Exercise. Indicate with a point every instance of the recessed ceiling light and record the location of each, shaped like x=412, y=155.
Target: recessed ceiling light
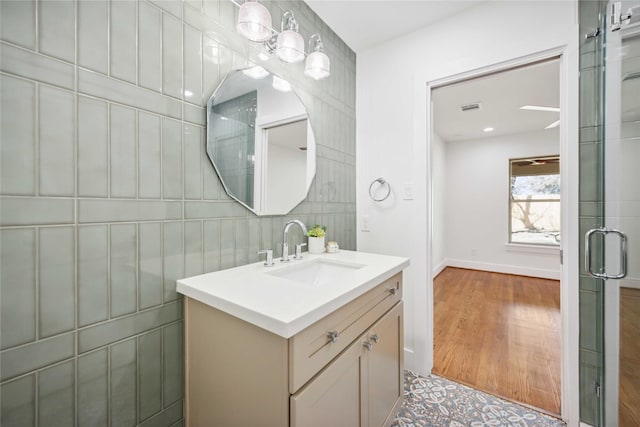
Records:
x=540, y=108
x=281, y=85
x=553, y=125
x=256, y=72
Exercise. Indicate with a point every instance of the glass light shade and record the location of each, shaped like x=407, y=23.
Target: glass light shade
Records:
x=254, y=21
x=317, y=66
x=290, y=46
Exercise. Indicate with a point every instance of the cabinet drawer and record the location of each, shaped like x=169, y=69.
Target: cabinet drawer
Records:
x=311, y=349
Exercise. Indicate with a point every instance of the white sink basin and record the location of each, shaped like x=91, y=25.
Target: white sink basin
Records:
x=318, y=272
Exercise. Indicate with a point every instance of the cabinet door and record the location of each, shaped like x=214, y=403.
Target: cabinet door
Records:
x=333, y=398
x=385, y=362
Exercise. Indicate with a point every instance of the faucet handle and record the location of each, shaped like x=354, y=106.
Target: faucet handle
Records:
x=298, y=254
x=269, y=260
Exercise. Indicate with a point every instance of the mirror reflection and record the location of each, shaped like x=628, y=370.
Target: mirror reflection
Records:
x=260, y=141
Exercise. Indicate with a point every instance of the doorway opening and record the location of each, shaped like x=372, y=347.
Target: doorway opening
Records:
x=496, y=233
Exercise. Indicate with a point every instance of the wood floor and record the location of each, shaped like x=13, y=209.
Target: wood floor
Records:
x=499, y=333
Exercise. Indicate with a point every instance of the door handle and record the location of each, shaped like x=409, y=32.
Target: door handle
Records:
x=623, y=253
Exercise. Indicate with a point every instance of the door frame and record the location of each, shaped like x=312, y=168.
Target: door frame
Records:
x=569, y=160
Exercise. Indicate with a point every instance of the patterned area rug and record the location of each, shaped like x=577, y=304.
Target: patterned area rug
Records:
x=438, y=402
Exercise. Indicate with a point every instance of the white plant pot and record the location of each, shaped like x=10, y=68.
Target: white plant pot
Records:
x=316, y=245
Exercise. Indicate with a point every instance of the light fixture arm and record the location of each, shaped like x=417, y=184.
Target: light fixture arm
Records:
x=289, y=22
x=319, y=46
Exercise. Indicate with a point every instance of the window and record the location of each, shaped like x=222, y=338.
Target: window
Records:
x=534, y=206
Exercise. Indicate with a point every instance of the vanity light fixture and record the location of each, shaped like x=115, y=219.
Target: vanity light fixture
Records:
x=317, y=65
x=290, y=44
x=254, y=21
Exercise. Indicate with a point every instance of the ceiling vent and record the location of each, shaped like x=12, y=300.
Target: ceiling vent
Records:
x=470, y=107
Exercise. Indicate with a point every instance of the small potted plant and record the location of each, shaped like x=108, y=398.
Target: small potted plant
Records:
x=316, y=238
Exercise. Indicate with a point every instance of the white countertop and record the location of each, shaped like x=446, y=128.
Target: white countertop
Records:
x=282, y=306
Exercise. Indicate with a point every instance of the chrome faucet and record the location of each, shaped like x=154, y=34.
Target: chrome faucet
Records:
x=285, y=237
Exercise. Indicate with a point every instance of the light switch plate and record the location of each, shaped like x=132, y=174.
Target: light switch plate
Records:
x=407, y=191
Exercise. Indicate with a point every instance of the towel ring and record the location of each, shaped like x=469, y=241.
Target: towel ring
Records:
x=382, y=182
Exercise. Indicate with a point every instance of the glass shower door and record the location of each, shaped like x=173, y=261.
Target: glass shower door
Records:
x=619, y=240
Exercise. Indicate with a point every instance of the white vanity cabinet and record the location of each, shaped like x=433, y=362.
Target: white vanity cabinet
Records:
x=346, y=369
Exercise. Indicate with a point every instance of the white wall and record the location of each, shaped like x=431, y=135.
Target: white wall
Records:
x=477, y=216
x=439, y=211
x=392, y=135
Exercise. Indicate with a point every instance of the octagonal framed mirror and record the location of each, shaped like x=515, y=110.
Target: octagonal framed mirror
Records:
x=260, y=141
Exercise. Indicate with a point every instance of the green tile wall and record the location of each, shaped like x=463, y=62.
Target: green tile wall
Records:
x=591, y=208
x=107, y=196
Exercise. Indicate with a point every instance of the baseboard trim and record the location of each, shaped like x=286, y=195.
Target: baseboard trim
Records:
x=503, y=268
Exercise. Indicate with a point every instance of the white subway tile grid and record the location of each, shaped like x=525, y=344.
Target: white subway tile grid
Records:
x=123, y=40
x=93, y=147
x=56, y=395
x=56, y=28
x=56, y=281
x=192, y=49
x=149, y=156
x=93, y=33
x=123, y=152
x=30, y=65
x=18, y=136
x=172, y=57
x=56, y=142
x=193, y=156
x=18, y=287
x=122, y=371
x=149, y=46
x=18, y=22
x=150, y=375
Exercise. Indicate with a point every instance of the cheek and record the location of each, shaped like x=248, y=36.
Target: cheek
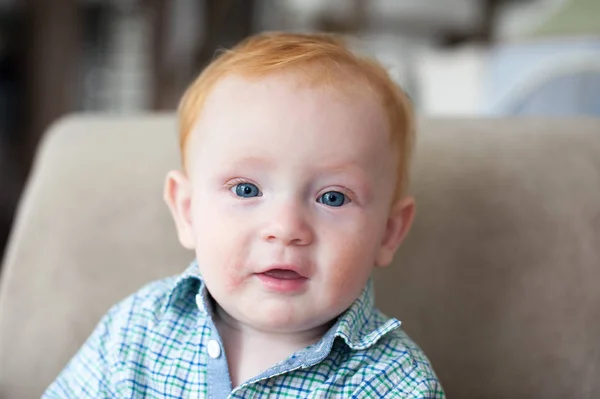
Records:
x=351, y=256
x=222, y=245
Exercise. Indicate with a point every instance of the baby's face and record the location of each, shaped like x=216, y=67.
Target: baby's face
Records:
x=287, y=200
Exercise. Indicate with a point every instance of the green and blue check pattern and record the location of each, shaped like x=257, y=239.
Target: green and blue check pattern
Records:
x=154, y=345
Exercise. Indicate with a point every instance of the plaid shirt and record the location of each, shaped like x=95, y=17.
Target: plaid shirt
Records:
x=161, y=342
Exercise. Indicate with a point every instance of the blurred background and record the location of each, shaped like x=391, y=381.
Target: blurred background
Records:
x=458, y=58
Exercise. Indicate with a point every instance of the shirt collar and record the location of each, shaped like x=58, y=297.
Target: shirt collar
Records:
x=360, y=326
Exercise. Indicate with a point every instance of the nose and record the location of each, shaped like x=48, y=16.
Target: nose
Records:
x=288, y=224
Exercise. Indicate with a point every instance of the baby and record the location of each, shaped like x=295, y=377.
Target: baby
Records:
x=295, y=161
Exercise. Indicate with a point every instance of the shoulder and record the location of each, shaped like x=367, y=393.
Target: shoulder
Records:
x=411, y=372
x=393, y=366
x=132, y=320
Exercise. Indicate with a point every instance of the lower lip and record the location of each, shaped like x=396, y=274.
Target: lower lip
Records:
x=282, y=285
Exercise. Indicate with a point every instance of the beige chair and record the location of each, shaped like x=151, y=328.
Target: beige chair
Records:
x=499, y=280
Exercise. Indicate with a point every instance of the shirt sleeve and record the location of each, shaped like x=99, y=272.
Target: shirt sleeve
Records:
x=426, y=389
x=89, y=373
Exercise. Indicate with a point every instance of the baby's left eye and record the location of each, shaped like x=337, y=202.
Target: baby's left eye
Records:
x=246, y=190
x=333, y=198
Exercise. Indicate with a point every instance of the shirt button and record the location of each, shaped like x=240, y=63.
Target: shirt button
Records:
x=214, y=349
x=199, y=302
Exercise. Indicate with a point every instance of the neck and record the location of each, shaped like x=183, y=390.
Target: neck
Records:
x=251, y=351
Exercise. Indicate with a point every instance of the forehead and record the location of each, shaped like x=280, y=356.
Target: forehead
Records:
x=289, y=110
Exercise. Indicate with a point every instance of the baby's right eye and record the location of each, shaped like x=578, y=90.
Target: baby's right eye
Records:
x=246, y=190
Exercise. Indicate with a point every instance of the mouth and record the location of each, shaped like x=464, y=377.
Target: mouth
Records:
x=284, y=280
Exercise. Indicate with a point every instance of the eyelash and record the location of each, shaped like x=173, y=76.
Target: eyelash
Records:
x=349, y=194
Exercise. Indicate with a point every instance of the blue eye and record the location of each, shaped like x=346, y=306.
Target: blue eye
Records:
x=333, y=198
x=246, y=190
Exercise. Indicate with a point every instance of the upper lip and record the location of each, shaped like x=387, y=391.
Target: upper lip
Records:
x=285, y=266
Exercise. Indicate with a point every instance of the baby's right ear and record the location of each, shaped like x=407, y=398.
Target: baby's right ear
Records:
x=178, y=196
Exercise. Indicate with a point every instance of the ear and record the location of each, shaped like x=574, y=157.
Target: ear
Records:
x=398, y=224
x=178, y=197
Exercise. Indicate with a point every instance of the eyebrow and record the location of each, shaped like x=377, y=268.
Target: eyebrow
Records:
x=252, y=161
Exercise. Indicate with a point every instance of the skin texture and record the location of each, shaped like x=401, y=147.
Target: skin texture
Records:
x=288, y=143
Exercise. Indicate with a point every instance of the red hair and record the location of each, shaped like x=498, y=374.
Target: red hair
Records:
x=325, y=60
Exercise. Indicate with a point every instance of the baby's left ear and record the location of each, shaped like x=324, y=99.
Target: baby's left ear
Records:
x=398, y=224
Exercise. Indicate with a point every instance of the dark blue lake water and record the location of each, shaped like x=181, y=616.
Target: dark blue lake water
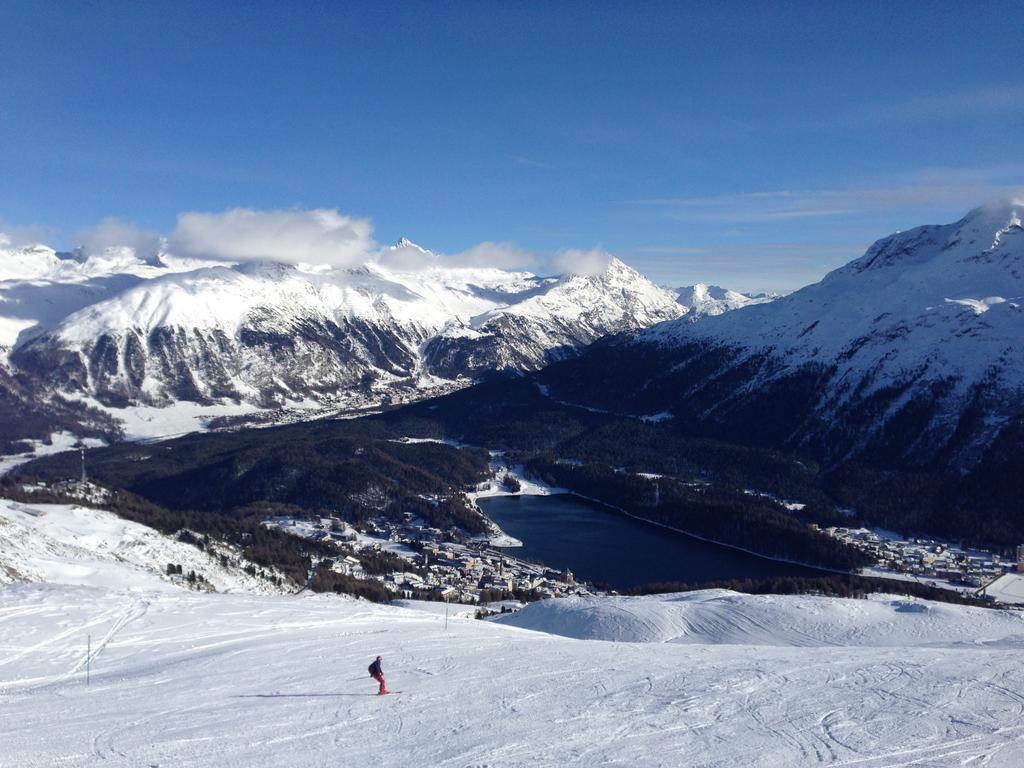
========================================
Goal -> Identify every line in the entries above that contains the string "right", matching case exactly, and copy each of those lines in full.

Answer for this exercise ->
Exercise. Indicate with a point every instance of the baby's right eye and record the location of each, shaped like x=578, y=90.
Target: baby's right eye
Exercise. Indicate with a point every instance of the baby's right ear and record the location of each, shaped like x=407, y=398.
Target: baby's right ear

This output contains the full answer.